START INPUT FOR THIS TASK

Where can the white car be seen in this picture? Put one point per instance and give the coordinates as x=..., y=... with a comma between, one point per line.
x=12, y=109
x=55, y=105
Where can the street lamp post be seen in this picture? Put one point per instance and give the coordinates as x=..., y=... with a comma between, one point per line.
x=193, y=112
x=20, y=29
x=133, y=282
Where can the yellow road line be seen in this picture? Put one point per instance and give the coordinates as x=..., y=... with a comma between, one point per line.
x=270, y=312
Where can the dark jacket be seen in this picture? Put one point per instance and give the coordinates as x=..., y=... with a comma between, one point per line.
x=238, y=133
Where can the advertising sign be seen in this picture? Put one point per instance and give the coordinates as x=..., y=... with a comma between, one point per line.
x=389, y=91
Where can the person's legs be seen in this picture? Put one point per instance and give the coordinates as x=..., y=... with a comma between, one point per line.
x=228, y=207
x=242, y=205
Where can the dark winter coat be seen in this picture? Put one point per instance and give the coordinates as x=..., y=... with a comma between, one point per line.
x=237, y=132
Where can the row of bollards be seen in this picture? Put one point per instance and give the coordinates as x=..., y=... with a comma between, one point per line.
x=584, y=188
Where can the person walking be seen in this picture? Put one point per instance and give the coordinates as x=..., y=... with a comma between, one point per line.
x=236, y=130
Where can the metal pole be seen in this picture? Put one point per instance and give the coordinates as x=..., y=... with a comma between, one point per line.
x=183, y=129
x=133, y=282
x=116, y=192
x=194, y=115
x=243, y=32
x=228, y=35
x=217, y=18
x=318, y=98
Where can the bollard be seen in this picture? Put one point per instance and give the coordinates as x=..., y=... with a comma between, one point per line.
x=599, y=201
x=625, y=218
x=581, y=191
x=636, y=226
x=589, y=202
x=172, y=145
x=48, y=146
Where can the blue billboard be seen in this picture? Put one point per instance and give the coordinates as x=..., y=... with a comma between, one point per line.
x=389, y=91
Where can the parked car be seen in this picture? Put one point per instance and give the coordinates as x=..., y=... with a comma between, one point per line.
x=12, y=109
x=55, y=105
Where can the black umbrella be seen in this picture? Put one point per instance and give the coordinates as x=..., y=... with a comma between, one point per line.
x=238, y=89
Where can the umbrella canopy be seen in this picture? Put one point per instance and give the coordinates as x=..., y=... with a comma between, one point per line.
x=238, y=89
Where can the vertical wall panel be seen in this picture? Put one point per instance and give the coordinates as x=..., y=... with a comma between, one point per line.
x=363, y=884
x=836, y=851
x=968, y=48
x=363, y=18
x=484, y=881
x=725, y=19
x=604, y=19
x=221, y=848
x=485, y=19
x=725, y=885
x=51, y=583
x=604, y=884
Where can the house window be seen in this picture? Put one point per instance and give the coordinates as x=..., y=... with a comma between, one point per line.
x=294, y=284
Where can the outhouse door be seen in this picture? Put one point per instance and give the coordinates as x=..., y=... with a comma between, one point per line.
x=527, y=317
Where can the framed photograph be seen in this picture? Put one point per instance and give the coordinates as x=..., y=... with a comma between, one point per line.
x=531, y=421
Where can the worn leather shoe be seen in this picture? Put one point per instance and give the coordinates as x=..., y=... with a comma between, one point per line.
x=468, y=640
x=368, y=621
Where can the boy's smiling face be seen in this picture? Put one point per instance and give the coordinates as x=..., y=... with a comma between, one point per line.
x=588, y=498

END INPUT FOR THIS TASK

Copy out the data exactly, keeping each line whole.

# COMPLETED EXERCISE
Where can the white car be seen in this picture? Put one point per instance and give the coordinates as x=..., y=... with a comma between, one point per line.
x=12, y=109
x=55, y=105
Where can the street lamp post be seen in this picture? Put one point per instance and give the coordinates as x=..., y=... with a comma between, one point per line.
x=193, y=112
x=20, y=29
x=133, y=282
Where can the yellow road line be seen in this picture? Put one point per instance and give the coordinates as x=..., y=... with a comma between, one point per line.
x=270, y=312
Where can the dark jacket be seen in this picture? Put one point per instance and give the coordinates as x=..., y=... with a comma between, one point per line.
x=238, y=133
Where can the advertising sign be seen in this picture? Put one point per instance and give the coordinates as x=..., y=... with a comma between, one point per line.
x=389, y=91
Where can the person's legs be seen in this picture? Put one point per instance and give the coordinates as x=..., y=... with a comma between, one point per line.
x=228, y=207
x=242, y=205
Where can the dark winter coat be seen in this picture? Put one point per instance and give the coordinates as x=..., y=... with a comma between, one point per line.
x=237, y=132
Where can the row of bollards be seen in this picture? Put one point per instance and give the coordinates as x=..., y=... with a comma between, one point per line.
x=584, y=188
Where can the person walking be seen in this picture? Put one point per instance and give the coordinates as x=..., y=... with a comma between, one point per line.
x=236, y=130
Where can the metal pole be seen in this picture? Put one point per instance and give the coordinates as x=..., y=... with a comma between, one point per line.
x=183, y=129
x=133, y=282
x=116, y=192
x=194, y=115
x=243, y=32
x=228, y=35
x=217, y=18
x=318, y=98
Where can the bollard be seen in this picture? Put one point per instance and give the coordinates as x=..., y=... with a comma between, one point per line.
x=599, y=201
x=625, y=218
x=581, y=191
x=636, y=226
x=589, y=202
x=172, y=145
x=48, y=146
Where can the blue billboard be seen in this picture? Put one point per instance and give the coordinates as x=..., y=... with a comma between, one point per line.
x=389, y=91
Where can the parked car be seen in this picture? Put one point per instance and give the coordinates as x=..., y=... with a comma between, one point per line.
x=12, y=109
x=55, y=105
Where can the black umbrella be seen in this picture? Put one point per instance and give the coordinates as x=..., y=... with a comma between, one point per line.
x=238, y=89
Where can the umbrella canopy be seen in this picture? Put one point per instance and give the coordinates as x=..., y=... with a comma between, one point per line.
x=238, y=89
Where can the vertical wall panel be seen in this picture? Put one point per instance and give the coordinates as x=..., y=... with a comma between, one point per line.
x=363, y=884
x=836, y=851
x=968, y=48
x=363, y=18
x=484, y=881
x=725, y=19
x=604, y=19
x=221, y=848
x=485, y=19
x=725, y=885
x=51, y=583
x=604, y=884
Where can the house window be seen in this picture? Put one point per instance and give the coordinates as x=..., y=... with a comma between, one point per line.
x=294, y=284
Where can the outhouse door be seen in this picture? Put one point per instance and give the coordinates as x=..., y=... with a comma between, one point per line.
x=527, y=317
Where can the framed photograph be seen in this picture? Put one point per instance and give the coordinates as x=..., y=... with a comma between, one point per line.
x=531, y=421
Where can the worn leather shoe be seen in this picture? Put one point per instance and give the coordinates as x=..., y=... with a comma between, one point per line.
x=468, y=640
x=368, y=621
Where can the boy's smiling face be seen in this picture? Put one point per instance and give the coordinates as x=..., y=... with a comma between, one point per line.
x=588, y=498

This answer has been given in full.